### Assignment
Quote from the first line below through the line that contains "Target: wooden plank wall", both included, and leave the pictures out.

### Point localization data
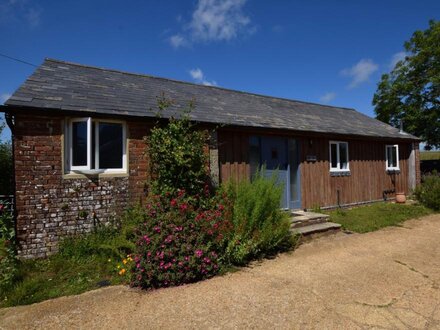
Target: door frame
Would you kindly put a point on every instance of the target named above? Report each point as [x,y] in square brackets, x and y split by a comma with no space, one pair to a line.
[255,141]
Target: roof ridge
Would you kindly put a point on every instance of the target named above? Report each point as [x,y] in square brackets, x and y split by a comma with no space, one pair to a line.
[194,84]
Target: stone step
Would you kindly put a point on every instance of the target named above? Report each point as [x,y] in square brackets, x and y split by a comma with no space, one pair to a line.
[297,222]
[317,228]
[301,218]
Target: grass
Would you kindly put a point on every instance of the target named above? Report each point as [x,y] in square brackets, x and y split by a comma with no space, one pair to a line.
[376,216]
[429,155]
[83,263]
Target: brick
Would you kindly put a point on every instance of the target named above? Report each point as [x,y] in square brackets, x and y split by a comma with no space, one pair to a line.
[42,193]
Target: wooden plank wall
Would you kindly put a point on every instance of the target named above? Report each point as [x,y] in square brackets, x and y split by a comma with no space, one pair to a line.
[367,181]
[368,177]
[233,155]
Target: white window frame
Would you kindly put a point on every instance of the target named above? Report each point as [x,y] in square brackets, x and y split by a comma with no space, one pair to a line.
[87,169]
[338,168]
[392,168]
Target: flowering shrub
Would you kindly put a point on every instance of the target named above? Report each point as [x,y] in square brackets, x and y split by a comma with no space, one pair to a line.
[124,266]
[179,242]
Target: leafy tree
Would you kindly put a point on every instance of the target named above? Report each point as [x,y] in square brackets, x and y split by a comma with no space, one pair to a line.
[178,160]
[411,91]
[5,165]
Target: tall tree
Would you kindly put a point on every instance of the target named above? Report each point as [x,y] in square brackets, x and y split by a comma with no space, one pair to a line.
[411,91]
[6,187]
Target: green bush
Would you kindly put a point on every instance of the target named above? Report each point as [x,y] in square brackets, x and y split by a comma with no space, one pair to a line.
[260,227]
[428,192]
[8,258]
[177,157]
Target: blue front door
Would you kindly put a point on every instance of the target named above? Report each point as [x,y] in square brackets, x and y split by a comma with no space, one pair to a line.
[281,156]
[274,156]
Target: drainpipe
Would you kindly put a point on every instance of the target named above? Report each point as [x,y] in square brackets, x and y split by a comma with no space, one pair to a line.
[10,121]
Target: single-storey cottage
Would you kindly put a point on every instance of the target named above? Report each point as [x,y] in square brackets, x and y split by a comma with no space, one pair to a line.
[79,151]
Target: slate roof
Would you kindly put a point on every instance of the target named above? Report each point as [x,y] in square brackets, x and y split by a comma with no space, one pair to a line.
[73,87]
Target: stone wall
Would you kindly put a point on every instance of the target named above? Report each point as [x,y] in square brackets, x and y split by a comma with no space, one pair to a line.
[51,205]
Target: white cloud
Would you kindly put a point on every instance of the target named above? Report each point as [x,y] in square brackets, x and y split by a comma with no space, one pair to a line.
[327,97]
[4,97]
[360,72]
[214,20]
[177,41]
[199,77]
[33,17]
[19,11]
[277,28]
[396,58]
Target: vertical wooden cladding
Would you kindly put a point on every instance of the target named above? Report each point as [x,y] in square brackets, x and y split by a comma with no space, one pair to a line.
[368,177]
[233,155]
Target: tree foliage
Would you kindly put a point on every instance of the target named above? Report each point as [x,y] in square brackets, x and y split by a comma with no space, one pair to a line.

### Solved exercise
Target: door frame
Would you kindly put a point on every instance of the target named above? Report each point as [x,y] in square brackets, x and y split by a comma with no space, one pair to a line.
[255,141]
Target: roof ridge
Would you kindly put a point on every instance of the target named above? Report each point as [x,y] in square brackets, x and y split by a comma with no space, one pair to a line.
[194,84]
Target: stone step
Would you kindly put a point on every instance of the target named above? Report each point as [x,y] in square brackets, x and y split by a comma with no space, one pair to a line.
[297,222]
[317,228]
[301,218]
Target: grass
Would you kindly put a point on every instance of the target named above? Report each point as [x,y] in square brackets, x and y split by a comma with no space, one pair to a line.
[376,216]
[429,155]
[83,263]
Target: brick
Would you kindly put a point on every instance of the target named above? Report each point as [x,y] in square brackets, x and y split by a comma with no space, one pair to a line.
[42,193]
Target: wooden plank wall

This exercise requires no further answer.